▸ **TEXT FOR ANALYSIS**:
Table: Example of a probability distribution for a relation between a colon cancer of a male at age 70 and an exposure starting at age 20 and lasting for 30 years with annual colon doses of 3 mGy (total dose of 90 mGy). In the example it can be excluded with 99% probability that the radiation exposure contributed more than 24% to the genesis of the disease. With 50% probability is can be excluded that the radiation exposure contributed more than 9% to the genesis of the disease.

Probability: 50% 90% 95% 99%
that the radiation exposure contributed to the cancerogenesis less than:  9% 13% 15% 24%

Contact person: Dr. Peter Jacob

Kompetenzverbund Strahlenforschung (KVSF): 3D/4D architecture of chromosomal break point regions in nuclei after radiation exposure of normal and cancer cells

Project title: KVSF - 3D/4D architecture of chromosomal break point regions in nuclei after radiation exposure of normal and cancer cells
Period: 1 October 2010 - 30 September 2013
Funding organization: BMU/BfS
Budget: 184.929 €
Scientific personnel: Dr. Pavel Kundrat and Dr. Werner Friedland
Partner institutions: Universities of Heidelberg (Coordinator), Darmstadt and Munich (LMU and Universität der Bundeswehr)

▸ **TO DO**: Can you retype the whole radiation-research text above, word for word?

▸ **DATA SECTION**:

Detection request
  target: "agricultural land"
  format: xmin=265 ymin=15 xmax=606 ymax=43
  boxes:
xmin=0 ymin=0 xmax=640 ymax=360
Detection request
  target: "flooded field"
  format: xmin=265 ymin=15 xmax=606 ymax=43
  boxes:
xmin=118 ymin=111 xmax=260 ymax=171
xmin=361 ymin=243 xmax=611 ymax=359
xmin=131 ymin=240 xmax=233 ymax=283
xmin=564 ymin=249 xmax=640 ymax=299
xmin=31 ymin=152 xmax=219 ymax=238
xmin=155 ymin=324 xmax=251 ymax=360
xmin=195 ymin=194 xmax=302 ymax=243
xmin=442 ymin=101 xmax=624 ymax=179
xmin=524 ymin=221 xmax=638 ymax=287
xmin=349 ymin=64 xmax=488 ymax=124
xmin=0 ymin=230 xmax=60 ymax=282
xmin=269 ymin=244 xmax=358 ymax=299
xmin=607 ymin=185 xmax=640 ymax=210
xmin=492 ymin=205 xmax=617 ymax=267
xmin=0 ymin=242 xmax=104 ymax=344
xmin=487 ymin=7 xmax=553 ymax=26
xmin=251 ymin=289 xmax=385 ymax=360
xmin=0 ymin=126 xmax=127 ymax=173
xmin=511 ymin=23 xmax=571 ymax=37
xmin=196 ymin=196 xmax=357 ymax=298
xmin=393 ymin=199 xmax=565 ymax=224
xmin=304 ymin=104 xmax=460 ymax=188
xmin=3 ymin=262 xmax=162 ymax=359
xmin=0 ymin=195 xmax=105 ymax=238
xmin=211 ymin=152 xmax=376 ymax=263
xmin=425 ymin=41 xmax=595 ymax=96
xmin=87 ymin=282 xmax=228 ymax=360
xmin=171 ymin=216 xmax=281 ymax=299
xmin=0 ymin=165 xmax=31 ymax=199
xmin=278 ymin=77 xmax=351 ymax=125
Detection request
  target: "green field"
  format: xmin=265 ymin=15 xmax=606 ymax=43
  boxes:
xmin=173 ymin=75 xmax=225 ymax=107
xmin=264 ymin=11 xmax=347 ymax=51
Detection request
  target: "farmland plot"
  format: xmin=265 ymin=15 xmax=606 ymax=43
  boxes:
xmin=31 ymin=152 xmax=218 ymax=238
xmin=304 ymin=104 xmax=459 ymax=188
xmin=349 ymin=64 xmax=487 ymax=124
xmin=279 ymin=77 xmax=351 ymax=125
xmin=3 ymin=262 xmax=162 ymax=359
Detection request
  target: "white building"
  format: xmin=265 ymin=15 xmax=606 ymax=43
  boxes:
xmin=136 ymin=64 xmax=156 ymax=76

▸ **RESULT OF THE TASK**:
Table: Example of a probability distribution for a relation between a colon cancer of a male at age 70 and an exposure starting at age 20 and lasting for 30 years with annual colon doses of 3 mGy (total dose of 90 mGy). In the example it can be excluded with 99% probability that the radiation exposure contributed more than 24% to the genesis of the disease. With 50% probability is can be excluded that the radiation exposure contributed more than 9% to the genesis of the disease.

Probability: 50% 90% 95% 99%
that the radiation exposure contributed to the cancerogenesis less than:  9% 13% 15% 24%

Contact person: Dr. Peter Jacob

Kompetenzverbund Strahlenforschung (KVSF): 3D/4D architecture of chromosomal break point regions in nuclei after radiation exposure of normal and cancer cells

Project title: KVSF - 3D/4D architecture of chromosomal break point regions in nuclei after radiation exposure of normal and cancer cells
Period: 1 October 2010 - 30 September 2013
Funding organization: BMU/BfS
Budget: 184.929 €
Scientific personnel: Dr. Pavel Kundrat and Dr. Werner Friedland
Partner institutions: Universities of Heidelberg (Coordinator), Darmstadt and Munich (LMU and Universität der Bundeswehr)